_What to do_. Please update the items below so that "light brown egg" becomes "tan egg", keeping every other word unchanged.

(Dataset records)
◆ ◆ ◆ ◆ ◆ ◆ ◆
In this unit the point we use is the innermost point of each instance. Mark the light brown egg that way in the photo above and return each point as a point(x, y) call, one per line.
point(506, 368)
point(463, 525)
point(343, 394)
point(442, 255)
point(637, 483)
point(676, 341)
◆ ◆ ◆ ◆ ◆ ◆ ◆
_Solution for this exercise_.
In this unit the point we use is the innermost point of each instance. Mark the tan egg that way in the photo above and return each point as a point(x, y) call, one per line.
point(506, 368)
point(463, 525)
point(343, 394)
point(442, 255)
point(637, 483)
point(676, 341)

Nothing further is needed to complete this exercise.